## Short exercise
Copy out word for word everything from the line containing "Please mark the region of the dark" down to the end of the entries, with both of those ends included.

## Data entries
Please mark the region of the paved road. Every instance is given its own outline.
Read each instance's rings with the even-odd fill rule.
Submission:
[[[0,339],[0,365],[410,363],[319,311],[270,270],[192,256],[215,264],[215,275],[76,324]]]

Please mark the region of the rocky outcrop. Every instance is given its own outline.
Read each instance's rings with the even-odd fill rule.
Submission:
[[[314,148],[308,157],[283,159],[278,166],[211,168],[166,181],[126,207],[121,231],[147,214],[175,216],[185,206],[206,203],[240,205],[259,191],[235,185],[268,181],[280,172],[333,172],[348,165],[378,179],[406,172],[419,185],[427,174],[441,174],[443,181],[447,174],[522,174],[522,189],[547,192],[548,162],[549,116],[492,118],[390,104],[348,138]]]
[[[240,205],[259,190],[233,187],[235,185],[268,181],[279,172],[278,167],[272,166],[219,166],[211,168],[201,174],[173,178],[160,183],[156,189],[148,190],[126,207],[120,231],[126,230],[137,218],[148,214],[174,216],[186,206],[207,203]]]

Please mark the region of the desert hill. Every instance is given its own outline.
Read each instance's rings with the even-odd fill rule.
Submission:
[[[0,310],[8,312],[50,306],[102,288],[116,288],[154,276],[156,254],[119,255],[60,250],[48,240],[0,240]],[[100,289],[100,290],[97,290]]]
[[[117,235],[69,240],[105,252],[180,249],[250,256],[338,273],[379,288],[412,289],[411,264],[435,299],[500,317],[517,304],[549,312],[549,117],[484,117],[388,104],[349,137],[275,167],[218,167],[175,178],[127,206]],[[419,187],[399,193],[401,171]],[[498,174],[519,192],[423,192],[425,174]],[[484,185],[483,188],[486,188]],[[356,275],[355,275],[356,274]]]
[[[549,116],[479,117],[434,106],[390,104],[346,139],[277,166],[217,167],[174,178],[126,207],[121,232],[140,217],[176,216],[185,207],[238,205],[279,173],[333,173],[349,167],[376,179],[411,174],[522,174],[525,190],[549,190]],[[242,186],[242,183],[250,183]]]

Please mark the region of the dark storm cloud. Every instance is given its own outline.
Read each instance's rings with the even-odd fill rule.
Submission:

## Written response
Please mark the region of the dark storm cloud. Every instance is given its own outline.
Read each instance's rings with the even-odd fill rule.
Submission:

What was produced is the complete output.